** Requirement **
According to the text on assault, what is the maximum fine for a class A felony under RCW 9A.20.021?

══ Text under study

Assault

Assault

Assault is generally defined as an act intended to cause apprehension of harmful contact that actually causes such apprehension in the victim. This means that a person can commit an assault even if he does not make physical contact with the victim. In Washington State, there are four levels of the offense: assault in the first degree, assault in the second degree, assault in the third degree, and assault in the fourth degree.

Assault in the First Degree

According to RCW 9A.36.011, a person commits assault in the first degree if he, with intent to inflict great bodily harm:

  • (1) Assaults another with a firearm or any deadly weapon or by any force or means likely to produce great bodily harm or death; or
  • (2) Exposes another to poison, the human immunodeficiency virus, or any other destructive or noxious substance; or
  • (3) Assaults another AND inflicts great bodily harm.

Assault in the first degree is a class A felony, which RCW 9A.20.021 defines as punishable by a maximum sentence of life in prison, a maximum fine of $50,000, or both.

════
══ Recorded information

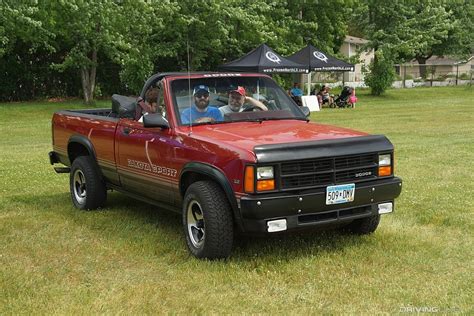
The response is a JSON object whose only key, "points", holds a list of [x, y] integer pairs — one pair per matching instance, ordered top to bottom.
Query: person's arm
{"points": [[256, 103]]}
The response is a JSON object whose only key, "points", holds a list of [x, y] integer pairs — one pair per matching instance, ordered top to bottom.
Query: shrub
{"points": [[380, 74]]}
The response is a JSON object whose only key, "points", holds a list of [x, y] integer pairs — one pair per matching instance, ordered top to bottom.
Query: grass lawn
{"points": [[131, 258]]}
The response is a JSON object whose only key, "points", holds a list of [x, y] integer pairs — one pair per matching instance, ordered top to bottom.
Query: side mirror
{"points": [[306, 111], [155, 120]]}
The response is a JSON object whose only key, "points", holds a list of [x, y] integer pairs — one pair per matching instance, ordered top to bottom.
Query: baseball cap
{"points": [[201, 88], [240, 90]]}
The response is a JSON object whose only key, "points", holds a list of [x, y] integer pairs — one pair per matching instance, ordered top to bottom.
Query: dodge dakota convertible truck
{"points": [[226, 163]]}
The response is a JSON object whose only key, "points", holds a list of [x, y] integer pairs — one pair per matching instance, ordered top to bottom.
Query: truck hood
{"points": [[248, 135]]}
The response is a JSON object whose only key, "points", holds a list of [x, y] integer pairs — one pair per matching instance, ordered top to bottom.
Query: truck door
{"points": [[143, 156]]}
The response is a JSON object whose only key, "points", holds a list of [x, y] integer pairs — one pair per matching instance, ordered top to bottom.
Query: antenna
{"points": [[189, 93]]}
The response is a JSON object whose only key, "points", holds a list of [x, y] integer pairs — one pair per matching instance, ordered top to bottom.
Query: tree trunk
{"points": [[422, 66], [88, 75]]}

════

** Output below **
$50,000